After being a teacher for 10 years in Richmond and Henrico County schools, Whesu said she decided to make the switch because she was seeing more and more children arrive not prepared for kindergarten. As a mother of two boys, ages 1 and 5, she wanted to give her children and others a stronger foundational start in early childhood education, she said.

She said the Grow@1717 helped her develop financial plans, administrative plans and get more organized.

“All these things you don’t think about because you’re so focused on teaching the child, you forget about the business aspect,” Whesu said.

“Most of the time, we’re focused on child development,” Jennings said. “But if we don’t get the support of what our business should look like, there is no business.”

Legacy House Preschool

Shemik Sellars, owner of Legacy House Preschool.

Staffing in child care continues to be one of the major challenges facing the industry.

According to the U.S. Department of Labor, the average wage for child care workers in Virginia is $26,350.

“The biggest struggles for all early care and education programs across the commonwealth continue to be staffing and access to resources,” Burke said. “We are still not seeing programs operate at full capacity because of limited staff while others are starting their new staff from scratch.”

For child care centers statewide, the median hourly wages are $16 per hour for assistant teachers, $19 per hour for teachers and $26 per hour for directors, according to an analysis by the UC Berkeley Center for the Study of Child Care Employment (CSCCE).

“The biggest hurdle for us has been staff retention,” said Shemik Sellars, owner of Legacy House Preschool in Chesterfield County. “It’s difficult on this level to be able to give people what they deserve for the type of work that they do.”

> _About this task_: In the child care passage, why did Whesu decide to leave teaching in Richmond and Henrico County schools?

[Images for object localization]
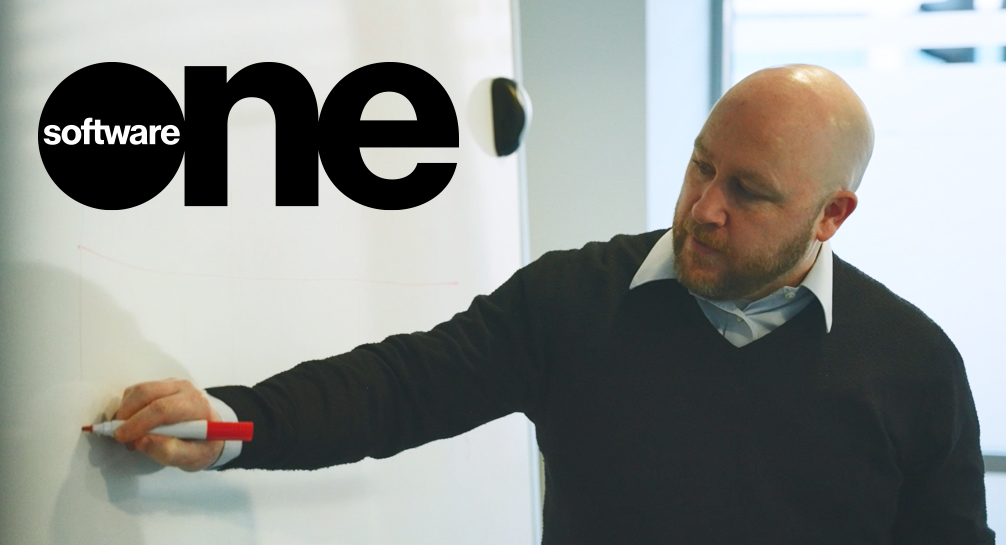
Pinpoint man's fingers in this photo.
[116,389,211,447]
[115,379,187,420]
[136,435,223,472]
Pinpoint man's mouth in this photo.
[688,233,722,255]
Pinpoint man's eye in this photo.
[731,179,762,200]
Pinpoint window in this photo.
[723,0,1006,532]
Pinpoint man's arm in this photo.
[893,338,995,545]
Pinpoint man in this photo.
[108,65,994,544]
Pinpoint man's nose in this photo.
[691,178,726,227]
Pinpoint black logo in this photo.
[38,62,459,210]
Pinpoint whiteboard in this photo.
[0,0,539,545]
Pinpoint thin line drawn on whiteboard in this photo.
[76,244,460,288]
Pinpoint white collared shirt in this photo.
[629,229,832,347]
[207,229,832,470]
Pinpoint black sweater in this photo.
[209,231,993,545]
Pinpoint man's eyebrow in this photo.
[692,135,784,202]
[736,170,783,200]
[692,135,709,155]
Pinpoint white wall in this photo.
[520,0,647,258]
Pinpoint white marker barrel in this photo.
[83,420,255,441]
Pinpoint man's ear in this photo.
[816,189,859,242]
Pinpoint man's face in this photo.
[673,99,826,300]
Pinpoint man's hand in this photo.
[115,379,223,472]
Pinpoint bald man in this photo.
[117,65,994,545]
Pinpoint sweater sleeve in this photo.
[893,337,995,545]
[207,263,543,470]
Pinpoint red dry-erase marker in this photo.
[80,420,255,441]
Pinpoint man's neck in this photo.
[741,240,823,302]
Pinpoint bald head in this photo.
[703,64,873,194]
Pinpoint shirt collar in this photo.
[629,229,833,332]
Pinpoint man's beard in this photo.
[672,214,817,301]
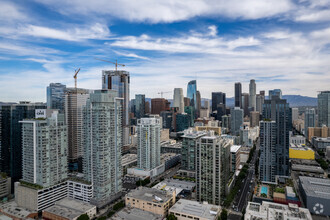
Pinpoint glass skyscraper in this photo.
[187,80,197,109]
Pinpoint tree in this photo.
[220,209,228,220]
[166,213,178,220]
[77,214,89,220]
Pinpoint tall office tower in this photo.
[144,101,151,114]
[175,112,191,132]
[235,82,242,108]
[262,96,292,176]
[83,90,123,204]
[183,97,190,107]
[249,79,257,111]
[259,121,277,182]
[317,91,330,127]
[242,93,250,117]
[250,112,260,128]
[195,91,202,118]
[187,80,197,109]
[20,109,68,187]
[304,108,316,137]
[181,129,207,171]
[135,94,146,119]
[173,88,184,113]
[151,98,171,115]
[230,107,244,135]
[47,83,66,112]
[0,102,47,183]
[268,89,282,99]
[160,111,173,131]
[291,108,299,122]
[137,117,162,170]
[196,133,233,205]
[102,70,130,146]
[65,88,90,172]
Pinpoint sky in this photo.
[0,0,330,102]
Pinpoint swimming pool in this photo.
[261,186,268,195]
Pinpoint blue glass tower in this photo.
[187,80,197,109]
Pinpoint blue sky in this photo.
[0,0,330,101]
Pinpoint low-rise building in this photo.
[169,199,221,220]
[42,198,96,220]
[110,207,164,220]
[289,143,315,160]
[299,176,330,215]
[244,201,312,220]
[125,187,176,217]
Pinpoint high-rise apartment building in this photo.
[196,133,233,205]
[181,129,207,171]
[317,91,330,127]
[83,90,123,204]
[249,79,257,111]
[304,108,316,137]
[259,121,277,182]
[235,82,243,108]
[135,94,146,119]
[137,117,161,170]
[242,93,250,117]
[151,98,171,115]
[0,102,47,183]
[47,83,66,112]
[187,80,197,109]
[65,88,90,172]
[230,107,244,135]
[195,91,202,118]
[173,88,184,113]
[20,109,68,188]
[212,92,226,112]
[263,96,292,179]
[102,70,130,146]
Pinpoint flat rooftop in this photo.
[127,187,172,203]
[299,176,330,200]
[0,201,31,219]
[230,145,242,153]
[44,198,95,219]
[110,207,163,220]
[170,199,221,219]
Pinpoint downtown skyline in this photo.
[0,0,330,102]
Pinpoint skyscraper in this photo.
[21,110,68,188]
[135,94,146,119]
[83,90,123,204]
[249,79,257,111]
[230,107,244,135]
[304,108,316,137]
[263,96,292,179]
[235,82,242,108]
[102,70,130,145]
[0,102,47,183]
[212,92,226,112]
[173,88,184,113]
[195,91,202,118]
[196,133,233,205]
[137,117,161,170]
[259,121,277,182]
[317,91,330,127]
[242,93,250,116]
[187,80,197,109]
[47,83,66,112]
[65,88,90,172]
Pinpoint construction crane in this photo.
[95,58,125,71]
[73,68,80,88]
[158,91,171,98]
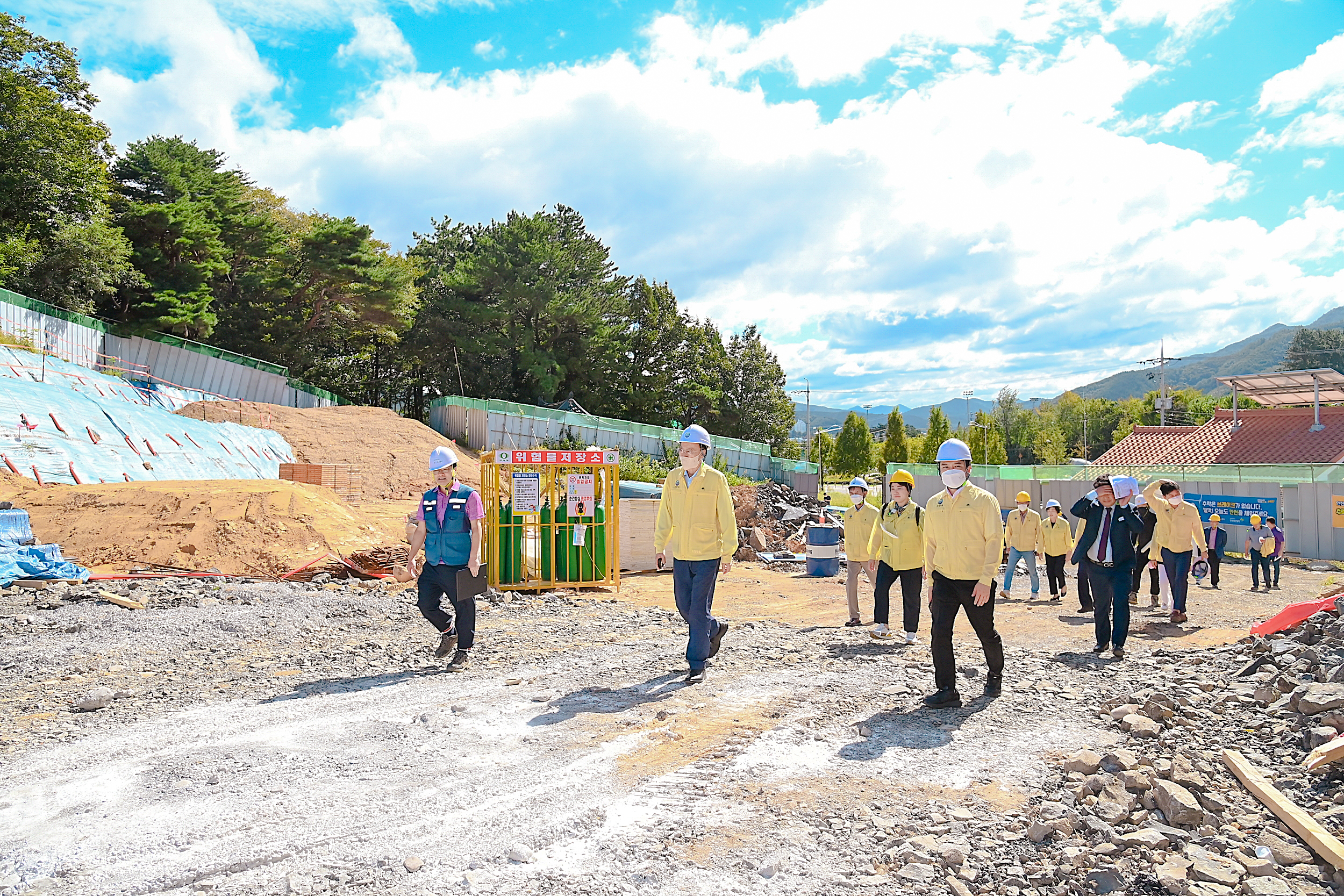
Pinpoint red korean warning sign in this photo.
[495,449,621,465]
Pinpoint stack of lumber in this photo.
[280,463,364,504]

> _Answer section_: Whesu made the switch because she was seeing more and more children arrive unprepared for kindergarten. As the mother of two boys, ages 1 and 5, she also wanted to give her own children and others a stronger foundational start in early childhood education.